[Data excerpts]
######

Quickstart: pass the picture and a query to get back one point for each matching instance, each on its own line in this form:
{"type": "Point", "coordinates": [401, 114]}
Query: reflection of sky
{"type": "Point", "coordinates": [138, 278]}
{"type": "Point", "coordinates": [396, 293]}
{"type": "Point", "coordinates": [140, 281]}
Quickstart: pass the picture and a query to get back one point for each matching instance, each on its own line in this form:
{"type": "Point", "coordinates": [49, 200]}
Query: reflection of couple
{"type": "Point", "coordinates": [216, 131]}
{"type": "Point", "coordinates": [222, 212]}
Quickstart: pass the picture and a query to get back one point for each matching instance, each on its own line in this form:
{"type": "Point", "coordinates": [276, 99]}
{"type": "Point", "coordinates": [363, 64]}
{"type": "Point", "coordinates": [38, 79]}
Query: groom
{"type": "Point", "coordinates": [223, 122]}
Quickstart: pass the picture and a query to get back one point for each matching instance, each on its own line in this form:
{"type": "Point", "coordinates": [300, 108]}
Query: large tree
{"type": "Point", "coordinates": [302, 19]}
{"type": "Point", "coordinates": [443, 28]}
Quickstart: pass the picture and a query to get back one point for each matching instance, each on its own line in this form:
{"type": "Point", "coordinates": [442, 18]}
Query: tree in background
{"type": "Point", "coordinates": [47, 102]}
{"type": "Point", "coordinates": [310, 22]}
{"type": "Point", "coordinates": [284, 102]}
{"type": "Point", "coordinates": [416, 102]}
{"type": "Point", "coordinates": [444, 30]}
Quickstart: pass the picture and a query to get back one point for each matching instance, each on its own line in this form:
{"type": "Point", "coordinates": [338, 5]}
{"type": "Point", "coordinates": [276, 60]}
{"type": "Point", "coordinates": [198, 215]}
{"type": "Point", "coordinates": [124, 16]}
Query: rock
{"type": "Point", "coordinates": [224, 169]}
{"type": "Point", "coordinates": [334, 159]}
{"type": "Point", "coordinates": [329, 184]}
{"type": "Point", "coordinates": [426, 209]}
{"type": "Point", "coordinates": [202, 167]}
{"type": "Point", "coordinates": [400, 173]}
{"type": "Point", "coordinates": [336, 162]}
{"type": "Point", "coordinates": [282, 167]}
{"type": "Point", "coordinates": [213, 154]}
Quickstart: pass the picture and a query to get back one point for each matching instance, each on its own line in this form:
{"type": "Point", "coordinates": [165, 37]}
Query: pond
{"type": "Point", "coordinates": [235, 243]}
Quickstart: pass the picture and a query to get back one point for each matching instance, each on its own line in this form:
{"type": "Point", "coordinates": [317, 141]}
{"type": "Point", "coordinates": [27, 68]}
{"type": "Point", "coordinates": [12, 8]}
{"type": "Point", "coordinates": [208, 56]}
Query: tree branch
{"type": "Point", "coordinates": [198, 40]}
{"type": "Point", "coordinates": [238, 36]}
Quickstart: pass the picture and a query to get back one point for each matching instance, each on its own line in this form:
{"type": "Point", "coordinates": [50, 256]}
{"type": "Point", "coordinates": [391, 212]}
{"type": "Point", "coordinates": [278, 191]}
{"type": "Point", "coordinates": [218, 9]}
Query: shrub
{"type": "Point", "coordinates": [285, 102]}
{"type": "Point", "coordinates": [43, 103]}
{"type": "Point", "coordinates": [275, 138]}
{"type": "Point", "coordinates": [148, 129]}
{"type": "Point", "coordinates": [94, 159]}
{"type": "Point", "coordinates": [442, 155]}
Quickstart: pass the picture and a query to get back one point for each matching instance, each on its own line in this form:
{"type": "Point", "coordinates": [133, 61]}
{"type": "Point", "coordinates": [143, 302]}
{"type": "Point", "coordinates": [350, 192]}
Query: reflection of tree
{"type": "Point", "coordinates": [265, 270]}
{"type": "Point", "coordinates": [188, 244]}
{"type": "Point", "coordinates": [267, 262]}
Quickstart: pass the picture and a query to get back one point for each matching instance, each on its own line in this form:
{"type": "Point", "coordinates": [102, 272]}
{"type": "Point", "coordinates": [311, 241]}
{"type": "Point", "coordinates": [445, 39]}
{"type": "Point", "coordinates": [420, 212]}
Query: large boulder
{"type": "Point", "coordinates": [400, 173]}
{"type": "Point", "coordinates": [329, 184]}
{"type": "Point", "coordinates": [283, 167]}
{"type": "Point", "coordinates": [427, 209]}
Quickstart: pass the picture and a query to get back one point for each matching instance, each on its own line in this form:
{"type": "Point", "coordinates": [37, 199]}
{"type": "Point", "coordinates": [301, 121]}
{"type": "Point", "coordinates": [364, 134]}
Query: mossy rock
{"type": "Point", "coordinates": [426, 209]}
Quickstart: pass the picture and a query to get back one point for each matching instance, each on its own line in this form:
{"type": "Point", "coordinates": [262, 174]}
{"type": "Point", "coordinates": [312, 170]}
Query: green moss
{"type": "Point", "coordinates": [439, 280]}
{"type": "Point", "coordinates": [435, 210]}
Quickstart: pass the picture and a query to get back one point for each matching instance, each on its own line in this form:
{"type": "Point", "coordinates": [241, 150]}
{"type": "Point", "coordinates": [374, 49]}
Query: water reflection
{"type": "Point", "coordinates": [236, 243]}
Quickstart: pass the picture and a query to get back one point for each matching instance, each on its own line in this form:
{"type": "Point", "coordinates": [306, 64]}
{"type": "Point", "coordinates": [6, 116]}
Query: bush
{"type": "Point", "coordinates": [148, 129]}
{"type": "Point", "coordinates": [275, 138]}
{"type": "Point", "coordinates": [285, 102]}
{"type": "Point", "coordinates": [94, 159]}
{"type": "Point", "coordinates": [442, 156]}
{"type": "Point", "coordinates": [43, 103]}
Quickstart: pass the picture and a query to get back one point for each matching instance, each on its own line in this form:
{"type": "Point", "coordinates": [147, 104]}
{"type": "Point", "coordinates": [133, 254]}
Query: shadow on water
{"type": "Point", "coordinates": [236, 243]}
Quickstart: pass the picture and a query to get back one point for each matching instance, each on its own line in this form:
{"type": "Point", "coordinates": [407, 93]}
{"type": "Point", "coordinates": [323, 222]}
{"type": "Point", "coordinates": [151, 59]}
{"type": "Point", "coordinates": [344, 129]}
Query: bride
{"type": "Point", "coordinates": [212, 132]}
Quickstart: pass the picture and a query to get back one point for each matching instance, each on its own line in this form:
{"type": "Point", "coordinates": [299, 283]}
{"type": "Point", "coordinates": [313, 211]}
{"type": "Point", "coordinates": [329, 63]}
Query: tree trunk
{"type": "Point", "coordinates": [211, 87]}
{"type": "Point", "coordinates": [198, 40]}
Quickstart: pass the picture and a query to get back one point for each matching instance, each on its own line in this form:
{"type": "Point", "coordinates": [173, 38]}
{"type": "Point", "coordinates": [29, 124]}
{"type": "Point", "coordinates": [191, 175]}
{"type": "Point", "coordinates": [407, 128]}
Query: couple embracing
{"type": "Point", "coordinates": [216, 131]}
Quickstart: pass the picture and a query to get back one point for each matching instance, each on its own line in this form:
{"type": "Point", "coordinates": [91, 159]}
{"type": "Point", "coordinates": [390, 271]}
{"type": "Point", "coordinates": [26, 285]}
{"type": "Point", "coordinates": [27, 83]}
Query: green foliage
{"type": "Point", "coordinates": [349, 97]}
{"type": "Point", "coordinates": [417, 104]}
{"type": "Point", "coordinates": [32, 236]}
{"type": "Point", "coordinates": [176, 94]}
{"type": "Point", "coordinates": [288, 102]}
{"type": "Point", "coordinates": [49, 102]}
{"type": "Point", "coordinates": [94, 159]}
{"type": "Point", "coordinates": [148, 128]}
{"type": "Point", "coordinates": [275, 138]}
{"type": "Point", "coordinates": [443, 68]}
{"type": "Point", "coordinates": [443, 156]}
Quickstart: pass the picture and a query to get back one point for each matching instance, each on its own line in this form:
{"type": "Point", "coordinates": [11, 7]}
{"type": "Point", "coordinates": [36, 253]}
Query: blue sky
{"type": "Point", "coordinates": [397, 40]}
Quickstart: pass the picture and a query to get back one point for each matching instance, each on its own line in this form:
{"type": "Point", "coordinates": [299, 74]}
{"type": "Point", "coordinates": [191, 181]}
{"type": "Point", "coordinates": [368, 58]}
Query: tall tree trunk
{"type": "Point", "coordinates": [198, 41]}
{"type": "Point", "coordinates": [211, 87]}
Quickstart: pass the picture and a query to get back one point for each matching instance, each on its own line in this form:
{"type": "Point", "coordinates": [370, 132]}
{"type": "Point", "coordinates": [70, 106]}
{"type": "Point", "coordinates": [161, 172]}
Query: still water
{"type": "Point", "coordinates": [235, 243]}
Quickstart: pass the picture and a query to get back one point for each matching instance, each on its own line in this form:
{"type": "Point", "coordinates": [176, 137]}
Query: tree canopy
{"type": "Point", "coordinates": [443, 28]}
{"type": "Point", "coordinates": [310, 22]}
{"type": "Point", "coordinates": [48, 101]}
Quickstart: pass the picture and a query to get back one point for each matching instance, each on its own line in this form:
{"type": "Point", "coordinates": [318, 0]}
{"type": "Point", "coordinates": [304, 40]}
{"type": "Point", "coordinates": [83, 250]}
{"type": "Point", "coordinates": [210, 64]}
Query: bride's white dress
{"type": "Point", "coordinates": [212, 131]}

######

- ACTIVITY -
The lines from the one holding "Query: tree canopy" to the final line of the entries, both included, are what should be output, exactly and alone.

- RESULT -
Query: tree canopy
{"type": "Point", "coordinates": [443, 28]}
{"type": "Point", "coordinates": [310, 22]}
{"type": "Point", "coordinates": [48, 101]}
Quickstart: pass the picture and a query to get back one point for each matching instance, each on its own line in this form:
{"type": "Point", "coordinates": [318, 0]}
{"type": "Point", "coordinates": [304, 40]}
{"type": "Point", "coordinates": [83, 250]}
{"type": "Point", "coordinates": [210, 64]}
Query: bride's white dress
{"type": "Point", "coordinates": [212, 131]}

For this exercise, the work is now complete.